FRAGMENTO CITADO →
----------

En contra de lo que había manifestado Descartes, poco más de un siglo antes, Rousseau decía que la naturaleza del hombre no es razón, sino instinto y sentimiento. Los razonamientos se extravían y se pierden, según él, si no son guiados por el instinto natural. Tal exaltación del sentimiento sobre la razón haría de Rousseau casi un postmoderno para quien “el hombre que medita es un animal depravado”. El pensamiento, el saber, el arte y la cultura no habrían contribuido a la felicidad o a la perfección del ser humano como entonces se creía, sino a sus principales vicios y extravíos, alejándole así de la bondad propia de su origen natural.
En su
Discurso sobre las ciencias afirmó que: “La astronomía ha nacido de la superstición; la elocuencia, de la ambición, del odio, de la adulación, de la mentira; la geometría, de la avaricia; la física de una vana curiosidad; todas, aun la misma moral, nacen del orgullo humano.” (Abbagnano, N.,
Historia de la filosofía, 3 vols., Hora, Barcelona,1982: 2, 381).
El contraste fundamental que recorre todos sus escritos es siempre entre el hombre natural y el hombre artificial. El primero sería esencialmente bueno e inocente porque acababa de salir de las manos del Creador, mientras que el segundo, al dejarse llevar por las pasiones propias de la vida en sociedad, se habría alejado de su naturaleza original, degenerando y volviéndose malvado.
De ahí que para Rousseau el auténtico progreso fuera una vuelta a los orígenes. Avanzar sería volver al principio. Evidentemente tal planteamiento iba contra la filosofía del progreso que estaba de moda durante el siglo XVIII y que suponía que el ser humano mejoraba paulatinamente, en la medida en que se ampliaban sus conocimientos acerca del mundo físico y de su propia naturaleza.
La inclinación principal de los estudiosos de esta época era ante todo el hombre, su fisiología y psicología. Predominaba el interés por el individuo sobre las cuestiones de carácter social. Sin embargo, esto no era lo que más le interesaba a Rousseau. Él prefería, por el contrario, centrar sus reflexiones en torno a la vida en sociedad porque el hombre, según lo entendía, no había sido nunca un ser aislado de los demás. Desde la educación recibida hasta la inserción en el mundo de los adultos, el ser humano iba haciendo uso de su libertad y responsabilidad en relación con otras personas. Alcanzar el éxito o la felicidad en la vida no sólo dependía de haber recibido una buena instrucción sino también de saber comportarse adecuadamente en el seno de la sociedad.

----------

LISTA DE TAREAS →
(a) Transcribe del texto sobre Rousseau el fragmento que comienza en "En contra de" y termina en "su origen natural.".
(b) Resume en una sola oración el párrafo del texto sobre Rousseau que empieza con «De ahí que para Rousseau», sin omitir sus ideas principales.
(c) Escribe la continuación del texto sobre Rousseau a partir de su última oración.
Las entradas no intervienen en este ejercicio.

MATERIAL PROPORCIONADO →
----------

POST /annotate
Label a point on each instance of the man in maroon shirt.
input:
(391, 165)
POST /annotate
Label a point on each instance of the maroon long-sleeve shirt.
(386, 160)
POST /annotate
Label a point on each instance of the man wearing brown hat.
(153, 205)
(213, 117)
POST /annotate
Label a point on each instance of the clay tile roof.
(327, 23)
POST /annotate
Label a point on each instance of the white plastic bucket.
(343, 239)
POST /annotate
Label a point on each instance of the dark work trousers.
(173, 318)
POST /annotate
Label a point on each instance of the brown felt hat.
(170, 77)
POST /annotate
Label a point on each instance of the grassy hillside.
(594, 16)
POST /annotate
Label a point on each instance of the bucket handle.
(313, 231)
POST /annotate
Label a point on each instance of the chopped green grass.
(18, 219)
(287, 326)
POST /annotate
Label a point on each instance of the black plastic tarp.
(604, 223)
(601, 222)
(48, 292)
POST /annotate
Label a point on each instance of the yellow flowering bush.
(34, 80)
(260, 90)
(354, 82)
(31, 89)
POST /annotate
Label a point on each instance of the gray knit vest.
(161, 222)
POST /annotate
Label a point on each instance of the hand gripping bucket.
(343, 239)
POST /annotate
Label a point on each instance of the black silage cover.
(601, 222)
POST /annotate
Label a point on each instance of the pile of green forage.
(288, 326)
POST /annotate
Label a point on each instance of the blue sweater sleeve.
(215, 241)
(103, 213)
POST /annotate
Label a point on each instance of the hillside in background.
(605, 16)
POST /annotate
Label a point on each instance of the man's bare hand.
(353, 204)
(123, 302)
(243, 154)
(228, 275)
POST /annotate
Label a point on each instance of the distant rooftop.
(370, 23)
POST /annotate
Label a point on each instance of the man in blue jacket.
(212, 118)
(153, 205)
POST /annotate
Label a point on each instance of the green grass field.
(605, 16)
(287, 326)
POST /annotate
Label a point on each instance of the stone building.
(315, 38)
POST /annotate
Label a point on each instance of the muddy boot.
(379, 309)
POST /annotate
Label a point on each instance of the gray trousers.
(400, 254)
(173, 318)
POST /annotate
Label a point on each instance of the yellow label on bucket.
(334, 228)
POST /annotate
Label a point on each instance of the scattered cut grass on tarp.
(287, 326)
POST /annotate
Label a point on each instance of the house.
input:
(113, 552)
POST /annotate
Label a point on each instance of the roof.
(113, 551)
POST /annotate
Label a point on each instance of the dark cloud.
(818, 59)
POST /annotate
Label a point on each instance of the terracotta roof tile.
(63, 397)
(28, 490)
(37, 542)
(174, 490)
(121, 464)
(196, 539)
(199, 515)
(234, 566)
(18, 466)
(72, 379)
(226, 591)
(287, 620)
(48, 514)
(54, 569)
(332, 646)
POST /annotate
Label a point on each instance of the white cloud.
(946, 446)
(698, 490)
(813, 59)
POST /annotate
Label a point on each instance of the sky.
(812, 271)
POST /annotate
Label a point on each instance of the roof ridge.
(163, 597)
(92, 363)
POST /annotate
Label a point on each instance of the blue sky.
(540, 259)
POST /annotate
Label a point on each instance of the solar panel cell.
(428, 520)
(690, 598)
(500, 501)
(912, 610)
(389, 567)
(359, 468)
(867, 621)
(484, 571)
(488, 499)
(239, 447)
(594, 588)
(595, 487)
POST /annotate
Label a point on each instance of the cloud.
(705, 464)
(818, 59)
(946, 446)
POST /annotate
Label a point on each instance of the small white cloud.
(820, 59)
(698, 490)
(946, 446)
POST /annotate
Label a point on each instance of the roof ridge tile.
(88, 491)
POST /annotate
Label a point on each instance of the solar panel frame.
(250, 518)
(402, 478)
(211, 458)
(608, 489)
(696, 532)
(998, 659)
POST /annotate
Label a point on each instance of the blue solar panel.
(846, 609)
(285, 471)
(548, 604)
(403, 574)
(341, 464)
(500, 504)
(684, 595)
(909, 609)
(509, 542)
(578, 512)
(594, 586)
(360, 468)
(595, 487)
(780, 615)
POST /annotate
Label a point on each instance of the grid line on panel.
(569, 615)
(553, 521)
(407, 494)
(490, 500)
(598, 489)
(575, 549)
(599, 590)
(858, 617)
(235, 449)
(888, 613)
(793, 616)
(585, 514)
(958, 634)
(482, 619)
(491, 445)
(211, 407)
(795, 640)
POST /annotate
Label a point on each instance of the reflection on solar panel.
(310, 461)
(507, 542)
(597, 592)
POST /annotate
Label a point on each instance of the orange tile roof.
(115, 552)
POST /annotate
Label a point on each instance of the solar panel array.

----------

RESPUESTAS EN ORDEN →
(a)
En contra de lo que había manifestado Descartes, poco más de un siglo antes, Rousseau decía que la naturaleza del hombre no es razón, sino instinto y sentimiento. Los razonamientos se extravían y se pierden, según él, si no son guiados por el instinto natural. Tal exaltación del sentimiento sobre la razón haría de Rousseau casi un postmoderno para quien “el hombre que medita es un animal depravado”. El pensamiento, el saber, el arte y la cultura no habrían contribuido a la felicidad o a la perfección del ser humano como entonces se creía, sino a sus principales vicios y extravíos, alejándole así de la bondad propia de su origen natural.

(b) Para Rousseau, el auténtico progreso consistía en volver a los orígenes, planteamiento opuesto a la filosofía del progreso de moda en el siglo XVIII, según la cual el ser humano mejoraba poco a poco a medida que ampliaba sus conocimientos sobre el mundo físico y sobre su propia naturaleza.

(c)
Desde esta perspectiva Rousseau conectaba con la ética puritana del contrato social pero modificándola de manera importante. Si para Hobbes, como para los teólogos puritanos, el contrato social había sido una consecuencia inevitable de la maldad humana ya que los hombres primitivos habrían decidido pactar entre ellos con el fin de poder sobrevivir en un ambiente de guerra generalizada de todos contra todos, para Rousseau el hombre primitivo sería inocente pues no habría pecado original en él ni, por tanto, necesidad de ningún pacto social que lo librara de sí mismo. La exigencia de tal contrato sólo se habría hecho manifiesta cuando el hombre empezó a experimentar los males de la sociedad y quiso recuperar la bondad de sus orígenes.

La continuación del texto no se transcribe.